Der Tod ist eine Privatangelegenheit

■ „Ecce Homo“ einer der wichtigsten neuen Filme zum Thema Ex-Jugoslawien von der Regisseurin Vesna Ljubic, war auf dem Festival Mannheim/Heidelberg zu sehen

In Zelimir Zilniks „Tito zum zweiten Mal bei den Serben“ verkleidet ein Schauspieler sich als Tito und geht auf den Straßen von Belgrad spazieren. Es kommt zu Lubitsch-haftem, direktem Straßentheater mit Passanten und nach dem Zufallsprinzip.

Sie stellen dem „Wiederauferstandenen“ Fragen, spielen ironisch mit der Situation, Tito scheint nichts von seinem Charisma eingebüßt zu haben, dank dessen der Partisanenführer nach dem Zweiten Weltkrieg zur Identifikationsfigur im Pulverfaß Jugoslawien wurde.

„Wenn du nicht gewesen wär'st, hätten wir heute Gauleiter hier“, sagt ein alter Mann, eine Frau will endlich wissen, warum auch er Lager bauen ließ und was er da oben jetzt so treibe.

_AUFGABENLISTE_
1. Geben Sie aus dem Artikel über Filme zum ehemaligen Jugoslawien den Abschnitt wortgetreu wieder, der mit „Der Tod ist“ beginnt und bis einschließlich „jetzt so treibe.“ reicht.
2. Schreiben Sie den Artikel über Filme zum ehemaligen Jugoslawien im Anschluss an seinen letzten Satz weiter.
Die Datensätze sind eigenständiges Material und gehören nicht zum Artikel.

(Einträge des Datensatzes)
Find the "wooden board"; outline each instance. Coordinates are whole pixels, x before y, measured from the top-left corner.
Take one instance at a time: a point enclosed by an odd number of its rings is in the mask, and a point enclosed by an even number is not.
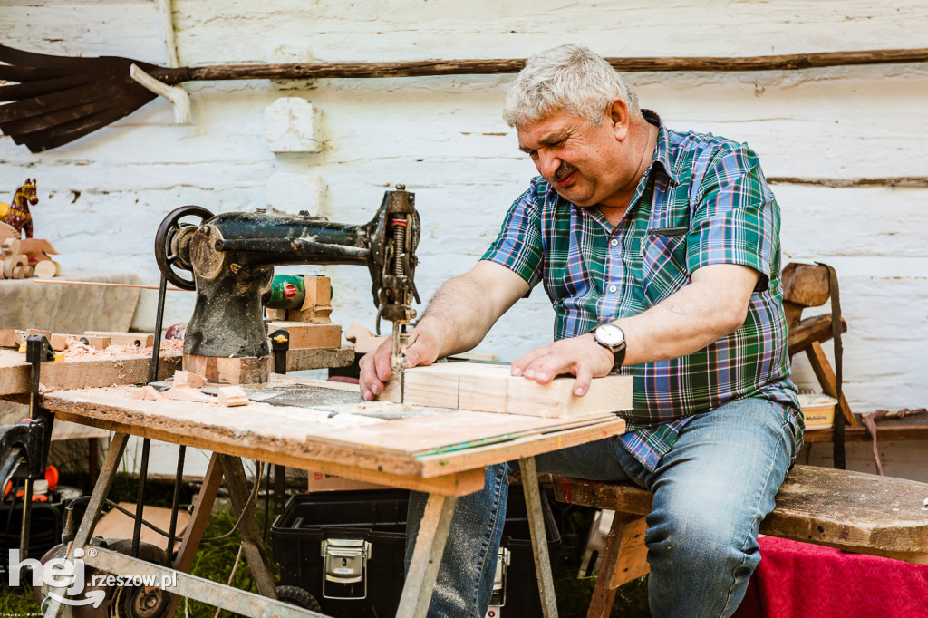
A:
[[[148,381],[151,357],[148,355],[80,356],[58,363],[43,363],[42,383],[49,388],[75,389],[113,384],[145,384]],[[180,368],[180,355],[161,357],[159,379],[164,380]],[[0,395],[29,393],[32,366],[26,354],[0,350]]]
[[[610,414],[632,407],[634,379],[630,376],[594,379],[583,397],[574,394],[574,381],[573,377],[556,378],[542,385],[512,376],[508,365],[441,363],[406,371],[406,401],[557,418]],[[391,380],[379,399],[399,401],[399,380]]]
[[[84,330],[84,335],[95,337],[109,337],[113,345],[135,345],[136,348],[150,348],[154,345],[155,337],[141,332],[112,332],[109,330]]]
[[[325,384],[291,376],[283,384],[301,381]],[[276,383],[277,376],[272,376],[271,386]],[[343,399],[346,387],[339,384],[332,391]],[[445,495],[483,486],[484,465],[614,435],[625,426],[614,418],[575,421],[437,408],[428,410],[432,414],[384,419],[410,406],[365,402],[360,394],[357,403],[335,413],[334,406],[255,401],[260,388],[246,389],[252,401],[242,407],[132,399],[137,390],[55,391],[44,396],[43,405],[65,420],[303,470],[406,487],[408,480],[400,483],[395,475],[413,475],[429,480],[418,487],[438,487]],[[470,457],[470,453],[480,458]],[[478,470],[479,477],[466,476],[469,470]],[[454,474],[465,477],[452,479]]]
...
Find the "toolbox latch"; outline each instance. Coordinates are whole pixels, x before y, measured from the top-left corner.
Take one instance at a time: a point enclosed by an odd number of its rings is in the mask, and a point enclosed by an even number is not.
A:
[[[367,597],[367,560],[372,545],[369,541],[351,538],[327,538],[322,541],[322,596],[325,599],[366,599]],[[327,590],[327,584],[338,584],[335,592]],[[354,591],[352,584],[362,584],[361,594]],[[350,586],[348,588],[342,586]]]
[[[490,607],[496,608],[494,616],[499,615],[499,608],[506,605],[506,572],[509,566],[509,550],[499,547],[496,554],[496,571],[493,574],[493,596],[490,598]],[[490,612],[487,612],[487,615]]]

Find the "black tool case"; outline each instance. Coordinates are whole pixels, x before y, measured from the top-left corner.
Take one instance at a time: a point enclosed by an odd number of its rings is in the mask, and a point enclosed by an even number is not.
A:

_LÖSUNGEN ZUR ÜBUNG_
1.
Der Tod ist eine Privatangelegenheit

■ „Ecce Homo“ einer der wichtigsten neuen Filme zum Thema Ex-Jugoslawien von der Regisseurin Vesna Ljubic, war auf dem Festival Mannheim/Heidelberg zu sehen

In Zelimir Zilniks „Tito zum zweiten Mal bei den Serben“ verkleidet ein Schauspieler sich als Tito und geht auf den Straßen von Belgrad spazieren. Es kommt zu Lubitsch-haftem, direktem Straßentheater mit Passanten und nach dem Zufallsprinzip.

Sie stellen dem „Wiederauferstandenen“ Fragen, spielen ironisch mit der Situation, Tito scheint nichts von seinem Charisma eingebüßt zu haben, dank dessen der Partisanenführer nach dem Zweiten Weltkrieg zur Identifikationsfigur im Pulverfaß Jugoslawien wurde.

„Wenn du nicht gewesen wär'st, hätten wir heute Gauleiter hier“, sagt ein alter Mann, eine Frau will endlich wissen, warum auch er Lager bauen ließ und was er da oben jetzt so treibe.

2.
Eine Politbürositzung mit Lenin, Marx und Konsorten jage die andere, meint der Titodarsteller schlagfertig, am Ende von Zilniks hintersinnigem Spiel mit Realität und Fiktion hat man mehr von der zerklüfteten Geschichte Ex-Jugoslawiens kapiert als nach manch angestrengter Dokumentation.

Es war einer der überzeugendsten Beiträge des diesjährigen Schwerpunktes „Kino im Krieg“ auf dem Festival Mannheim/Heidelberg.

Auffallend unter den insgesamt 17 Filmen auch „Ecce Homo“. Man kennt sie inzwischen, sie kommen in jeder Dokumentation aus Sarajevo vor: Die Wasserbehälter und Taschen mit Brennmaterial, mit denen die Menschen in der belagerten Stadt an Straßenmündungen vorbei und möglichst schnell über offene Plätze hasten.

Wenn irgendwo ein Schuß kracht, zucken sie zusammen, gehen geduckt weiter, der Blick irrt in alle Richtungen – ein Ablauf, den Vesna Ljubic zu einer Bildkomposition verdichtet, dazwischen ein Mädchenchor im skelettierten „Hotel Europa“, eine elegant gekleidete Frau mit Wasserkanistern und ein Schlitten, unter dessen Kufen kleine Rollen montiert sind, auf ihm liegen Holzscheite.

Immer wieder inszeniert die Regisseurin die Insistenz der Bewohner Sarajevos auf einem würdigen Vorkriegsleben.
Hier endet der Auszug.